* **Given text**
※ ※ ※

Mehmet Fatih Kacir, Türkiye’s Minister of Industry and Technology, had a stark warning for the participants of TRT World Forum on Saturday: Artificial intelligence (AI) has become a “lever of power” in international relations, concentrated in the hands of a few American and Chinese giants and wielded through profit-driven algorithms that risk erasing entire cultures.
In his keynote address ahead of a panel discussion titled ‘Beyond techno-feudalism: Democratising AI innovation, governance, and access’, Kacir painted a picture of a world split not just by wealth but by computational power.
“The development of AI today is steered by a small number of global tech giants guided by profit and market competition,” he said.
“Their market dominance is a clear indicator of the growing concentration of digital power,” he added.
Minister Kacir invoked the war in Gaza to underscore humanity’s deeper failures.
“Even when humanity faces a deep moral crisis, such as the tragedy in Gaza, the world cannot show a united stand,” he said.

※ ※ ※

* **Stored data**
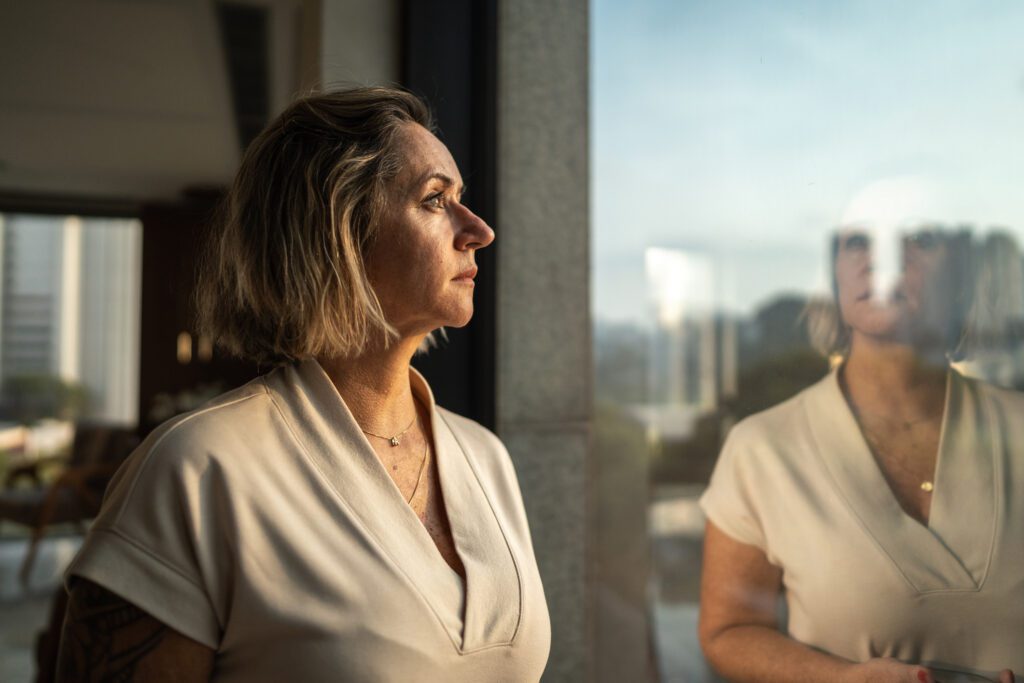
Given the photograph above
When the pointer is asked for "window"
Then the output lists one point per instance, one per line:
(732, 143)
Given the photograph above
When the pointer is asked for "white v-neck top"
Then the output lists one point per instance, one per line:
(263, 525)
(861, 578)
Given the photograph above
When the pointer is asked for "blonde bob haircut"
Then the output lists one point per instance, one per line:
(284, 276)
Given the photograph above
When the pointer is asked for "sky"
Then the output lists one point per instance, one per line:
(742, 132)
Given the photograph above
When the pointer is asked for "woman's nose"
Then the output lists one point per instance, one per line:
(472, 231)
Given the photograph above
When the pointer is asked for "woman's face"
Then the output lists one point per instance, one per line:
(916, 310)
(422, 263)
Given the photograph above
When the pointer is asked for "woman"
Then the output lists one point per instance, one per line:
(326, 521)
(886, 503)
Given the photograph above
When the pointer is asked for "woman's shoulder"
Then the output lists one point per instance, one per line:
(480, 444)
(222, 419)
(193, 441)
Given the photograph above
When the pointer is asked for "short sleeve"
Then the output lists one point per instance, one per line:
(729, 501)
(152, 543)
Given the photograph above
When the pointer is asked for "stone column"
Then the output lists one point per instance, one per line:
(544, 372)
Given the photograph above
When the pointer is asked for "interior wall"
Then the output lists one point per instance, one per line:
(102, 97)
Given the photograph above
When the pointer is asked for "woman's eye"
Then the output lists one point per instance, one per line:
(925, 240)
(858, 242)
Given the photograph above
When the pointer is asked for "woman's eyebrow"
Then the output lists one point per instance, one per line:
(435, 175)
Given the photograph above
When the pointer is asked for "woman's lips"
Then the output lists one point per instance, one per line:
(466, 276)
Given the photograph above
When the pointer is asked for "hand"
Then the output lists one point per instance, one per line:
(892, 671)
(887, 671)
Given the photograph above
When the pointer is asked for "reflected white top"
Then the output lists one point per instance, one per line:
(264, 525)
(861, 578)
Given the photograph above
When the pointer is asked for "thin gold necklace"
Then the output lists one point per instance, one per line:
(419, 476)
(396, 439)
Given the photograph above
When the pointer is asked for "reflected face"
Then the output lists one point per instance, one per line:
(422, 263)
(919, 307)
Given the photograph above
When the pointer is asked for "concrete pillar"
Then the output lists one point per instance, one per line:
(544, 401)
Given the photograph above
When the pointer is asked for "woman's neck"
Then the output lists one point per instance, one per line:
(890, 379)
(375, 385)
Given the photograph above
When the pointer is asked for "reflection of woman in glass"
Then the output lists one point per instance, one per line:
(886, 502)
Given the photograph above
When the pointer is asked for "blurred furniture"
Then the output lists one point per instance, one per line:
(75, 495)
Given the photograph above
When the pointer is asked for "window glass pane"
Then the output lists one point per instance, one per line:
(69, 325)
(780, 190)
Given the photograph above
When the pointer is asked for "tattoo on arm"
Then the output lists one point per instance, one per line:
(104, 637)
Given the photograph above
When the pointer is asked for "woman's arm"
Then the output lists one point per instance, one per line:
(738, 629)
(107, 638)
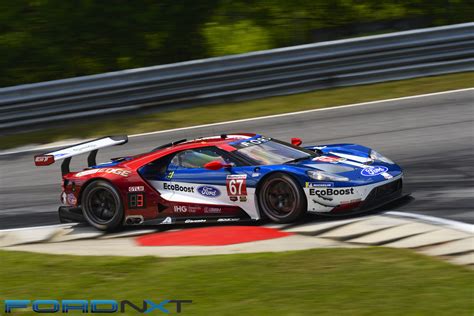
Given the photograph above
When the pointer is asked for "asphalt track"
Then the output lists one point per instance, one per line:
(431, 137)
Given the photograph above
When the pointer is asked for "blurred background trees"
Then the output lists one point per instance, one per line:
(51, 39)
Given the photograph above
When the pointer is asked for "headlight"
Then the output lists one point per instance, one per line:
(325, 176)
(375, 156)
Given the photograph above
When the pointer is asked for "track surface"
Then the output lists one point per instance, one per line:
(431, 137)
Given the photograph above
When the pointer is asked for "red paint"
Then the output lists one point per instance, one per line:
(211, 236)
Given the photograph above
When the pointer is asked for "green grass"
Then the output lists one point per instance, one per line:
(365, 281)
(239, 110)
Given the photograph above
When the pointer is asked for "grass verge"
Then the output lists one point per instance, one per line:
(365, 281)
(239, 110)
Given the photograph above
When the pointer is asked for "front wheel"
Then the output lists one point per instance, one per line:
(102, 206)
(281, 199)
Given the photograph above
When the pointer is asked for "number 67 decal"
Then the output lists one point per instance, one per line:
(236, 184)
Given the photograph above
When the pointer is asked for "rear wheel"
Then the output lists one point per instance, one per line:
(102, 206)
(281, 199)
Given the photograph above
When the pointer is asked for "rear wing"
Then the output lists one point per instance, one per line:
(66, 153)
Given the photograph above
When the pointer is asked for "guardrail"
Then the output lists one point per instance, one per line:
(371, 59)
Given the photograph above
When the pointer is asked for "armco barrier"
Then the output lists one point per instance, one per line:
(371, 59)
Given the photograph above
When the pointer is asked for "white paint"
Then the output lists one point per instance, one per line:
(50, 146)
(318, 204)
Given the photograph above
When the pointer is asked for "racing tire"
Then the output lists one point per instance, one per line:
(281, 199)
(102, 206)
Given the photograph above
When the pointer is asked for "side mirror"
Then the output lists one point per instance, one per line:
(216, 165)
(295, 141)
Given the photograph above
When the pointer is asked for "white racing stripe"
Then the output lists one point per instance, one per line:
(51, 146)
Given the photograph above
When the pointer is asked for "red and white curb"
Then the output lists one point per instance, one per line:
(450, 240)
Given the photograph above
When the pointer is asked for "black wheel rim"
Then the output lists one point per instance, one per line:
(101, 205)
(279, 198)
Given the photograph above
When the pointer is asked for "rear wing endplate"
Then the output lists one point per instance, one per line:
(91, 147)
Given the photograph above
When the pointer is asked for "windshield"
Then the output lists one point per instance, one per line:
(267, 151)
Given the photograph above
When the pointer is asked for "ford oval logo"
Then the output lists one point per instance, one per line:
(373, 171)
(209, 191)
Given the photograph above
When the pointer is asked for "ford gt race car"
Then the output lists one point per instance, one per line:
(223, 178)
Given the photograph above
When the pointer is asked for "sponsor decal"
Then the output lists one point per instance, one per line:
(236, 185)
(209, 191)
(138, 188)
(194, 209)
(228, 219)
(330, 159)
(318, 184)
(71, 199)
(321, 203)
(212, 209)
(117, 171)
(373, 171)
(326, 193)
(136, 200)
(251, 142)
(178, 188)
(44, 160)
(63, 198)
(167, 220)
(190, 221)
(180, 208)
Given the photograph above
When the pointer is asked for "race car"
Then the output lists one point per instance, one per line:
(225, 178)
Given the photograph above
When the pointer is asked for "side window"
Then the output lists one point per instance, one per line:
(156, 169)
(196, 158)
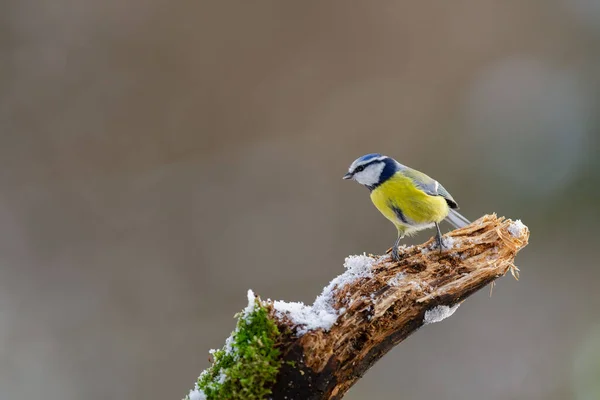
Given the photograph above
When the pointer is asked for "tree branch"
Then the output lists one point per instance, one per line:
(378, 311)
(292, 351)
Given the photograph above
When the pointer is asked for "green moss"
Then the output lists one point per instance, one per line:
(247, 366)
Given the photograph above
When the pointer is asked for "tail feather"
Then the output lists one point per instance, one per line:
(457, 220)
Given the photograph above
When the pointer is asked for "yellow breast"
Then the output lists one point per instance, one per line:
(416, 207)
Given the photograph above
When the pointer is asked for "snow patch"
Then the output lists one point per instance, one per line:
(251, 305)
(449, 242)
(516, 228)
(197, 394)
(439, 313)
(322, 314)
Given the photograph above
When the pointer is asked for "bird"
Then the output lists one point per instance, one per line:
(411, 200)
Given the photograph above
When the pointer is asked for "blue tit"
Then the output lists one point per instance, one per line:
(409, 198)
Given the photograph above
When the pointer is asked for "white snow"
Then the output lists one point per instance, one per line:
(449, 242)
(197, 394)
(516, 228)
(322, 314)
(439, 313)
(251, 304)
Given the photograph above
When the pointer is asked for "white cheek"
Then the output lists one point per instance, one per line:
(370, 176)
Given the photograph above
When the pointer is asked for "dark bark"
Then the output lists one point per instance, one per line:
(324, 365)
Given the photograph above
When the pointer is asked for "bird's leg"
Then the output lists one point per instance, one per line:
(439, 238)
(395, 255)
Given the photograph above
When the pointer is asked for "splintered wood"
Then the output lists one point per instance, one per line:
(379, 311)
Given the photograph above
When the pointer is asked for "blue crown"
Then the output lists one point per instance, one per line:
(368, 157)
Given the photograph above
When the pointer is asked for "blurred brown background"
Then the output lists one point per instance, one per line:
(157, 159)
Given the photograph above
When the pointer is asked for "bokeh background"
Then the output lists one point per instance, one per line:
(159, 158)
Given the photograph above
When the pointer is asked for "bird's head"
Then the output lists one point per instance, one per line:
(371, 170)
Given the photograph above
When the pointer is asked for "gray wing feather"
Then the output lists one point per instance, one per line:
(430, 186)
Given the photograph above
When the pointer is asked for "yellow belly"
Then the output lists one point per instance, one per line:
(419, 209)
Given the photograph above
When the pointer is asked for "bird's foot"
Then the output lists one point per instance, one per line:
(440, 244)
(395, 254)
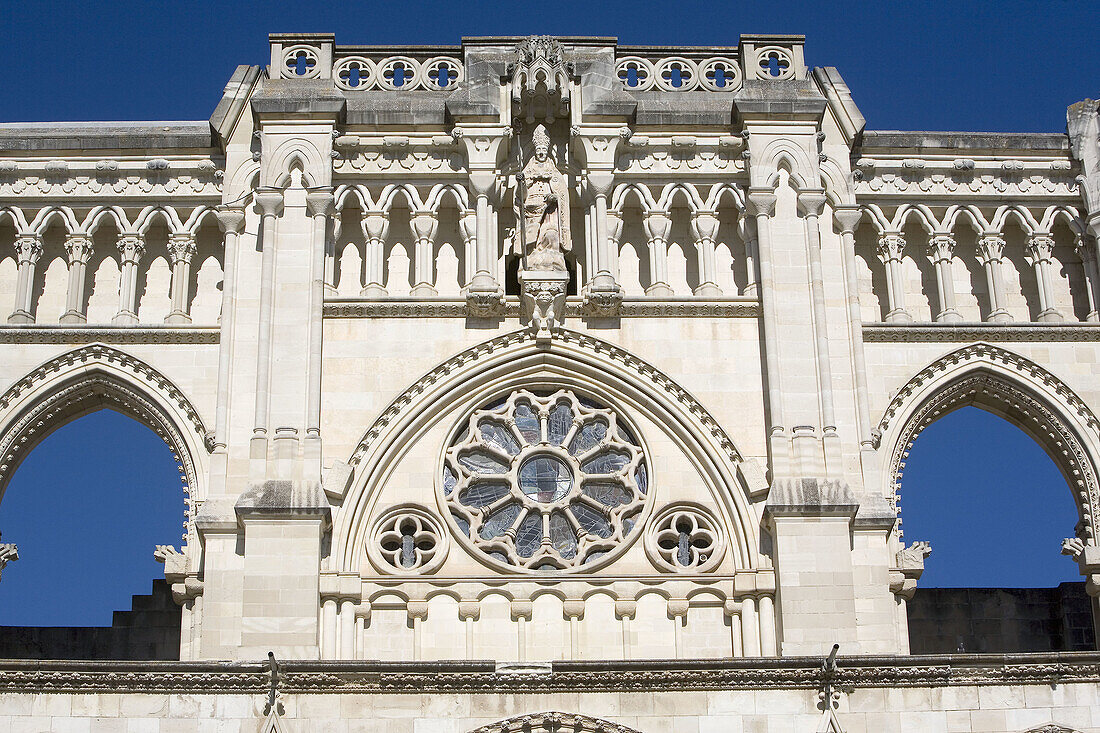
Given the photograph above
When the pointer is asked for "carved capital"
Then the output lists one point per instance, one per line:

※ ※ ※

* **Using the information**
1. Transcribe the TRT World Forum article starting at "In his keynote" and ending at "by computational power.".
2. Using the TRT World Forum article, say whether each statement is true, answering yes or no and quoting the words that decide it: (a) Kacir gave his warning on Saturday. (b) Kacir said AI development today is steered by many small firms. (c) Kacir said the world shows a united stand on the tragedy in Gaza.
3. Resume the TRT World Forum article from the point where it stops.
The entries are separate material and have nothing to do with the TRT World Forum article.

* **Exercise responses**
1.
In his keynote address ahead of a panel discussion titled ‘Beyond techno-feudalism: Democratising AI innovation, governance, and access’, Kacir painted a picture of a world split not just by wealth but by computational power.

2.
(a) Yes: "had a stark warning for the participants of TRT World Forum on Saturday"
(b) No: "The development of AI today is steered by a small number of global tech giants guided by profit and market competition"
(c) No: "the world cannot show a united stand"

3.
“If we cannot find consensus on the value of human life itself, how can we expect to agree on the ethical limits of artificial intelligence?”
The minister reserved particular scorn for AI’s linguistic blind spots.
“Many widely used AI models fail to understand the nuances of different languages,” he said.
This not only leads to cultural erosion, but also to a silent form of digital domination, where some voices are amplified and others are erased, he noted.
Deepfakes and biased algorithms have “blurred the line between truth and illusion, between injustice and justification”.
Türkiye would not remain a passive consumer of AI, the minister insisted. Ankara plans to expand the country’s national data centre capacity from 250 megawatts to one gigawatt by 2030 and is courting large-scale AI and cloud investments.
“We aim to ensure that Türkiye becomes a leading innovator, not only a consumer of AI technologies,” he said, while pledging to help craft “a global governance framework that places ethics, transparency, and accountability at its core”.
Speaking on the occasion, Imperial College Business School professor Tommaso Valleti said monopoly symptoms in the AI field are no longer theoretical.
“What a handful of companies are actually doing is building bottlenecks across the AI chain,” he said, ticking off chips, cloud services, models and data.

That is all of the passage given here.